| Work instruction |
Reproduce every record exactly as written.

| Data for this task |
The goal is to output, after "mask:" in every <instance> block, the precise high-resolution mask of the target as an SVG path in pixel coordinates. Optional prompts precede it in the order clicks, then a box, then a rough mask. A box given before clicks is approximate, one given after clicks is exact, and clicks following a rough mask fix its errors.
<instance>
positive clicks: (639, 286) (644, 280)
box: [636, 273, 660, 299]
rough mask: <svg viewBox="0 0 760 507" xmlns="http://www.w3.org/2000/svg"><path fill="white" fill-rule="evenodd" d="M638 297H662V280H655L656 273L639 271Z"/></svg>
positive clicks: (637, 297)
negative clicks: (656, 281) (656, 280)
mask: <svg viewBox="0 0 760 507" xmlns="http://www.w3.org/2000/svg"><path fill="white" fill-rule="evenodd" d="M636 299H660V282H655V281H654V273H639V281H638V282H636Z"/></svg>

| Output of the exercise |
The goal is to output, after "mask:" in every <instance> block, the precise high-resolution mask of the target as an SVG path in pixel coordinates. Optional prompts precede it in the order clicks, then a box, then a rough mask. A box given before clicks is approximate, one given after clicks is exact, and clicks following a rough mask fix its errors.
<instance>
positive clicks: (639, 286) (644, 280)
box: [636, 273, 660, 299]
rough mask: <svg viewBox="0 0 760 507" xmlns="http://www.w3.org/2000/svg"><path fill="white" fill-rule="evenodd" d="M638 297H662V280H655L656 273L639 271Z"/></svg>
positive clicks: (637, 297)
negative clicks: (656, 281) (656, 280)
mask: <svg viewBox="0 0 760 507" xmlns="http://www.w3.org/2000/svg"><path fill="white" fill-rule="evenodd" d="M636 299H660V282H655V281H654V273H639V281H638V282H636Z"/></svg>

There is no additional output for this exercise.